WORK REQUIRED: Would you copy each line of the records that includes the word "tree"?

※ ※ ※

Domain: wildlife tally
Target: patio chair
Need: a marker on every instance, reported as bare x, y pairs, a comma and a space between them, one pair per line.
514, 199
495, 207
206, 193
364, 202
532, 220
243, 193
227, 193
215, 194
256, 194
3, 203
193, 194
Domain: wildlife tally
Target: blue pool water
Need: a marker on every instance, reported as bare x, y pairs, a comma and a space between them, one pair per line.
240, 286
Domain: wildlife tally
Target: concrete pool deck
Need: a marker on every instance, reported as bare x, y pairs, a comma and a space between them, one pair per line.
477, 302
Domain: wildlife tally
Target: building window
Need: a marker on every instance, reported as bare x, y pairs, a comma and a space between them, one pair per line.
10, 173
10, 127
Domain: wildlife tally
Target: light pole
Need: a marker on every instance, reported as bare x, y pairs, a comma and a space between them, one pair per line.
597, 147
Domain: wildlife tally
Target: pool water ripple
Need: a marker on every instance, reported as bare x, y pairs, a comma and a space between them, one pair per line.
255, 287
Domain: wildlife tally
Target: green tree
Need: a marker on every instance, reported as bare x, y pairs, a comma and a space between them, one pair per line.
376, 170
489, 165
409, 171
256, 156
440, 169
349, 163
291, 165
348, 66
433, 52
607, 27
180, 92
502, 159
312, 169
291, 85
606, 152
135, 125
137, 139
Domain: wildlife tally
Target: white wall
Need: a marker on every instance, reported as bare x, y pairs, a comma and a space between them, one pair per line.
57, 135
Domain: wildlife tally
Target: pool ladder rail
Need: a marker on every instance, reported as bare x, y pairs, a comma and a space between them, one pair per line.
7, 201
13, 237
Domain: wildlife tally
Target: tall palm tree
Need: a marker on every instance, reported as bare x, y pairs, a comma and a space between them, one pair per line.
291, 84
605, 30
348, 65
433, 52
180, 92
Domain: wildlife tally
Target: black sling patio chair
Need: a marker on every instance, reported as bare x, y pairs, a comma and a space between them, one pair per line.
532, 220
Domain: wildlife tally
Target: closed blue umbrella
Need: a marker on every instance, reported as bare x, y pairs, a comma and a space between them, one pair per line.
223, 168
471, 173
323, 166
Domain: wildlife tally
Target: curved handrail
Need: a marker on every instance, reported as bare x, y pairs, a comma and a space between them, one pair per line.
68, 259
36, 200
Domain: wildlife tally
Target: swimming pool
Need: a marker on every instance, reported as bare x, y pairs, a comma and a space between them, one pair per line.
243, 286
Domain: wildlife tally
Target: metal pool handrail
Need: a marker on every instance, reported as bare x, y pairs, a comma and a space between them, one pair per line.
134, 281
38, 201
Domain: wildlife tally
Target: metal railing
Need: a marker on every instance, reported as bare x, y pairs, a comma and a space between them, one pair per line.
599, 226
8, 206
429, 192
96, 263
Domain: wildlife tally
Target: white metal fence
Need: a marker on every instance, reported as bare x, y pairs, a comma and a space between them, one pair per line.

※ ※ ※

SOLVED EXERCISE:
Target: green tree
Target: tall palm tree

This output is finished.